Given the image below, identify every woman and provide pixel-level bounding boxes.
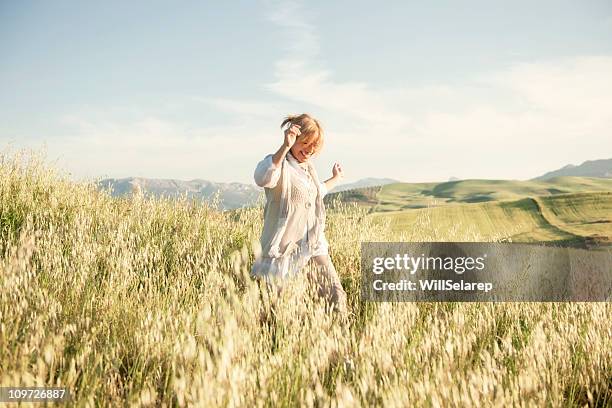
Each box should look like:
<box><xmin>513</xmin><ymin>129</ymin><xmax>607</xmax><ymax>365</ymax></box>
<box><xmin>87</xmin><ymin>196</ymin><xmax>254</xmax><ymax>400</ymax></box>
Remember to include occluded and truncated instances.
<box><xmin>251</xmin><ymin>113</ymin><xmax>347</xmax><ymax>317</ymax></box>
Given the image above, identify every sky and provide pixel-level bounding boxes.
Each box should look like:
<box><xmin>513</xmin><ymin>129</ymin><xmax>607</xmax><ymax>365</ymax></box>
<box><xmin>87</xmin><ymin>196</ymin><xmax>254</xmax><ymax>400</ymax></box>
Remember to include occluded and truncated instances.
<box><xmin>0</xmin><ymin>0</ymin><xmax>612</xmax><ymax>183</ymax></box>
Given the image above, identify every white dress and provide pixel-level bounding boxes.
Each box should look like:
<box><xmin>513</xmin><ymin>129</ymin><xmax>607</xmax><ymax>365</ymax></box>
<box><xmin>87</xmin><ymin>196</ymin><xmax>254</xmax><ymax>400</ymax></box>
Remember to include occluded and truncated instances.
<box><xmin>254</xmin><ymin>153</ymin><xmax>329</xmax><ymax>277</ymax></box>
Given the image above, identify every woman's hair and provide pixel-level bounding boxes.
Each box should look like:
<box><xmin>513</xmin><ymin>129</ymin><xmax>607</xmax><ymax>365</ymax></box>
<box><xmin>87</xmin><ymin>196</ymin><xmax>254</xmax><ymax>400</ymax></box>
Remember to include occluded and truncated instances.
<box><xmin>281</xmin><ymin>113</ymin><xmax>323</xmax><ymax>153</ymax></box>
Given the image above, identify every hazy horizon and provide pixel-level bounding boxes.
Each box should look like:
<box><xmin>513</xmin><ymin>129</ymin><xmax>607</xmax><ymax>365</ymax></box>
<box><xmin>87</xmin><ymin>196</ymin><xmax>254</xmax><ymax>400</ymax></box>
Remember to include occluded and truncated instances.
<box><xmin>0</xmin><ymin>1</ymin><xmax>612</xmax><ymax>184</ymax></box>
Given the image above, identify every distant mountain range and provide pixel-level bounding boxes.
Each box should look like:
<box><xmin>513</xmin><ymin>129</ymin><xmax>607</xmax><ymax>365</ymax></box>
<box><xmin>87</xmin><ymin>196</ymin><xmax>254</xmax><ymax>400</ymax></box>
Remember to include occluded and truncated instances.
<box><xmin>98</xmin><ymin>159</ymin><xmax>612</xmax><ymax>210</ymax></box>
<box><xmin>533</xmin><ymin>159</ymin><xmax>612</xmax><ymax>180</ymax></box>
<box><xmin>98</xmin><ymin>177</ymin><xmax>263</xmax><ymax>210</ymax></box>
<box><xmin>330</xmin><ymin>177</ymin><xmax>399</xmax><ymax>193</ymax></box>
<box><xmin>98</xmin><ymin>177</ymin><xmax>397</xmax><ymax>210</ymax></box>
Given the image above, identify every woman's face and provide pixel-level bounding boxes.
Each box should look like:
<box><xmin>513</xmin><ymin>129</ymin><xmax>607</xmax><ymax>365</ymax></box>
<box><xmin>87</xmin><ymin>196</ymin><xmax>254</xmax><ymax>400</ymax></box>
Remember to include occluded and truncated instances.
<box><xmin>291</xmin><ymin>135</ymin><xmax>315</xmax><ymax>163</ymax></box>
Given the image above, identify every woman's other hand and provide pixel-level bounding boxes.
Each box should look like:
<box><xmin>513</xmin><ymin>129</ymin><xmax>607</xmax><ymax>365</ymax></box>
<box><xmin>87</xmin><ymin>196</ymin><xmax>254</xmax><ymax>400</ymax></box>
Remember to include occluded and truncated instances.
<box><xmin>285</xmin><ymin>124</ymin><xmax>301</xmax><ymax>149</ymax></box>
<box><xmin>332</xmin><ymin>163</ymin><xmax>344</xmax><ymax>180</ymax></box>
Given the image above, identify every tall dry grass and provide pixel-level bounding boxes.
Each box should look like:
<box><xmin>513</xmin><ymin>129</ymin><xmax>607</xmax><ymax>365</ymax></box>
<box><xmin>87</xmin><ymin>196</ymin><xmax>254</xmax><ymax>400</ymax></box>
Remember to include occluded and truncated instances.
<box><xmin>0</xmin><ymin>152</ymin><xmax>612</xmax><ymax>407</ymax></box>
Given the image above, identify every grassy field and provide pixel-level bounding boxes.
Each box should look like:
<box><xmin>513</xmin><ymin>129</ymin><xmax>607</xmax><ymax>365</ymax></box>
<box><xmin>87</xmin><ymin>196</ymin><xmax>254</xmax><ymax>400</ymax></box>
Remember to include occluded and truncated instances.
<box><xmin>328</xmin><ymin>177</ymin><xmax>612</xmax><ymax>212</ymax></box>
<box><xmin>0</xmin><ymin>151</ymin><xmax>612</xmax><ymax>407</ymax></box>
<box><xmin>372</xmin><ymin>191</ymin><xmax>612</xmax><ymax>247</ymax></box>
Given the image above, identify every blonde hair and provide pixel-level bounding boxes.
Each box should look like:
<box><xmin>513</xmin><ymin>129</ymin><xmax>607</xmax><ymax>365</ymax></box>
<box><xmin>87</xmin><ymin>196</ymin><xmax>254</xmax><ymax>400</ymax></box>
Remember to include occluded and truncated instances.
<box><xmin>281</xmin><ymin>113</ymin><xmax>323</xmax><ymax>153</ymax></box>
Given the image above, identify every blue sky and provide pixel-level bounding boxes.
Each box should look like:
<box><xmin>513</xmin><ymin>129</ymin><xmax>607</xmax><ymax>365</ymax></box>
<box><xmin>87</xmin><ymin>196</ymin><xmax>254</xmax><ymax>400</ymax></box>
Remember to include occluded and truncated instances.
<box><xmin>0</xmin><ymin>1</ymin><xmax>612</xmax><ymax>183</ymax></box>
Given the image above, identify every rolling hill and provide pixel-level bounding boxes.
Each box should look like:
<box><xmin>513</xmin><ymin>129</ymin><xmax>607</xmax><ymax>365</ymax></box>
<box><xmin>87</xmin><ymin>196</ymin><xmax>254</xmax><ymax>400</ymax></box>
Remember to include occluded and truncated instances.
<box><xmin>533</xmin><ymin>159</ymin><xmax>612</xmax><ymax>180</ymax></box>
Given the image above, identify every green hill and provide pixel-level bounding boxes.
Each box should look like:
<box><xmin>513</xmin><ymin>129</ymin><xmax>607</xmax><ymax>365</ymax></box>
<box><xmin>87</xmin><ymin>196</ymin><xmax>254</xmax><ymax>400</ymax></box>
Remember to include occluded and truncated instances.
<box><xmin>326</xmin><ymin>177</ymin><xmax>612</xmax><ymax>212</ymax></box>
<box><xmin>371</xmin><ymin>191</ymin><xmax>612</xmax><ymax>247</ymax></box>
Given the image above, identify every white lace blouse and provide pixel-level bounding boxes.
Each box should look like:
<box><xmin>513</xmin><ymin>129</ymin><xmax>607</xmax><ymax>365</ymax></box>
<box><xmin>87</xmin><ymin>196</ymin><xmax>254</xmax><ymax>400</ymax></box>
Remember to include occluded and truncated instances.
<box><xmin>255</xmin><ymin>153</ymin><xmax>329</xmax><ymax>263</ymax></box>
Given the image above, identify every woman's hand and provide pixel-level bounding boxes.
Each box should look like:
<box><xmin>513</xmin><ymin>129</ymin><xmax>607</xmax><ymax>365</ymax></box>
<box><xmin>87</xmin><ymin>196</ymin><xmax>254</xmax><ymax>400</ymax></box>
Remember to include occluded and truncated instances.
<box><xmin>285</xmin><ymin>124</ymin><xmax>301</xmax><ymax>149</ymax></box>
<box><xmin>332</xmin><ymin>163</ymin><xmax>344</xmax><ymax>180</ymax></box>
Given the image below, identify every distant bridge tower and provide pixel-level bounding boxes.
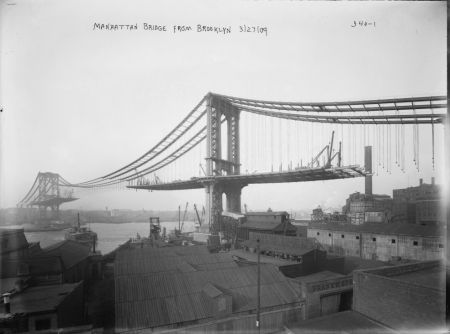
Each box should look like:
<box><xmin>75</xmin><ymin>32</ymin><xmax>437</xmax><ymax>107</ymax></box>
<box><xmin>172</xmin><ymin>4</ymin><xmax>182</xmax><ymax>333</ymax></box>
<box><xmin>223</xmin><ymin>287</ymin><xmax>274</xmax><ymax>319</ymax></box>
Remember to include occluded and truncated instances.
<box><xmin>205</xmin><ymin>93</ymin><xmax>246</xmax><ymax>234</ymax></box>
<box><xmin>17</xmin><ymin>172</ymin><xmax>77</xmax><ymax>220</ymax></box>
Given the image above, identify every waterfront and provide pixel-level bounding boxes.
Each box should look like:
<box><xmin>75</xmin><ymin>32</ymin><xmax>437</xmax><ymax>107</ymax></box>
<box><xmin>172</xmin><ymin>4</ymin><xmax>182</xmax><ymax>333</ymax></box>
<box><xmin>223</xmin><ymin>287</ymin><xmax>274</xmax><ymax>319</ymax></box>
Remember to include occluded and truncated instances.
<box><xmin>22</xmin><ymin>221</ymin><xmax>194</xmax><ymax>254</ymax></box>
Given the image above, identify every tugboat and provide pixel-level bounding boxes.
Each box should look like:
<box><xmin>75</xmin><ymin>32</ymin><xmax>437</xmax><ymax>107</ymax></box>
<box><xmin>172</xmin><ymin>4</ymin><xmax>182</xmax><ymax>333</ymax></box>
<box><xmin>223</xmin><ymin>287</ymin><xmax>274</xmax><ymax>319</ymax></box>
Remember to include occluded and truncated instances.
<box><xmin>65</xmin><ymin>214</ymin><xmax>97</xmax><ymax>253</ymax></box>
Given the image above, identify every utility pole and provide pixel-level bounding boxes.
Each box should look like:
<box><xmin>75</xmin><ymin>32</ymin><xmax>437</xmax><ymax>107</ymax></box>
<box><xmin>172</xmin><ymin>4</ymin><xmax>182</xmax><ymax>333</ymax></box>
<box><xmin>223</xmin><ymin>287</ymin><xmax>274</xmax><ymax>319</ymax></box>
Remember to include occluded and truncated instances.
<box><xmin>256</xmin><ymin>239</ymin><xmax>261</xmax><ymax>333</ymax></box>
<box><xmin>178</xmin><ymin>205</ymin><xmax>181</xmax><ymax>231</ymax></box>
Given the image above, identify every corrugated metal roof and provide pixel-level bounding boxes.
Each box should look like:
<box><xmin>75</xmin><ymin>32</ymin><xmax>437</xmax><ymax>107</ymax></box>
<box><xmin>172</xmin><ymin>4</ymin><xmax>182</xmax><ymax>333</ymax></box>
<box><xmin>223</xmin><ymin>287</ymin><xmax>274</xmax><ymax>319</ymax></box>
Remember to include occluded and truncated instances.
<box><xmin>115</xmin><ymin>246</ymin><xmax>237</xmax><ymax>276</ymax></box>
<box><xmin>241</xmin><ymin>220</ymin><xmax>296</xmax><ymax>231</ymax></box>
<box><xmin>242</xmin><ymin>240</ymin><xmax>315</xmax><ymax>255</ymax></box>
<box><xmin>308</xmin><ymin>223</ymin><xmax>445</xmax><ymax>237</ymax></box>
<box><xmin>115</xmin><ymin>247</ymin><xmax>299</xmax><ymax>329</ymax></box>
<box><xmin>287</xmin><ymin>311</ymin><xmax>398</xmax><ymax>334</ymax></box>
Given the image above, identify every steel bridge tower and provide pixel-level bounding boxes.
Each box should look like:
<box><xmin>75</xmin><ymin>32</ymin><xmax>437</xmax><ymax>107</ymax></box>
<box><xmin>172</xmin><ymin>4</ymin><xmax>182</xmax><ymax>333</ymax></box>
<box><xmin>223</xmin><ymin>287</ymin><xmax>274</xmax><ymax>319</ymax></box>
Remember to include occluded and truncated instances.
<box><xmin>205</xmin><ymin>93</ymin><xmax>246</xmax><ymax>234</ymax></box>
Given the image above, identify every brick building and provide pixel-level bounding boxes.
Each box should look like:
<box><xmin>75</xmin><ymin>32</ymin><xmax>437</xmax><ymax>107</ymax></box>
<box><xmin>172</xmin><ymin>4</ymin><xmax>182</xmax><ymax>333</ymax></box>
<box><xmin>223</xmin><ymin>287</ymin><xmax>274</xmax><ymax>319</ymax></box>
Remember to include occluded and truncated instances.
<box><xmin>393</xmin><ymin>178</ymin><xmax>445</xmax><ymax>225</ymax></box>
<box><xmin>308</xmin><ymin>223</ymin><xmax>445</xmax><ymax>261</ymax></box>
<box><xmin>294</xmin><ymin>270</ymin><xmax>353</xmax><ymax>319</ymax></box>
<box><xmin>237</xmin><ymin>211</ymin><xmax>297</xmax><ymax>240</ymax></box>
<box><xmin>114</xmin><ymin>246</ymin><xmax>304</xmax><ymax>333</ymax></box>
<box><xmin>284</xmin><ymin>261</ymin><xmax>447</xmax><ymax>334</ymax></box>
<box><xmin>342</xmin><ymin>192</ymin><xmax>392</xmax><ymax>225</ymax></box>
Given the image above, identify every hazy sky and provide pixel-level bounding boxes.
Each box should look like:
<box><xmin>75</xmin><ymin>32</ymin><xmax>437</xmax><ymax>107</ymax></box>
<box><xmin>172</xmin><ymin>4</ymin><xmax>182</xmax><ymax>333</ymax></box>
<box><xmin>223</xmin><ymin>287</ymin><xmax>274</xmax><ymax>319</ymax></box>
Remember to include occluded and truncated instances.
:::
== STATED TASK ==
Give the lines from the one containing "Given the image above, identify every hazy sky" through the end of the entries again, exactly as written and with no other lines.

== OUTPUT FOR THIS TASK ==
Given the image above, identify every hazy sky and provide pixel-level bounding boxes.
Each box should look like:
<box><xmin>75</xmin><ymin>32</ymin><xmax>437</xmax><ymax>107</ymax></box>
<box><xmin>172</xmin><ymin>4</ymin><xmax>182</xmax><ymax>333</ymax></box>
<box><xmin>223</xmin><ymin>287</ymin><xmax>274</xmax><ymax>319</ymax></box>
Remember to include occluded and truncated instances.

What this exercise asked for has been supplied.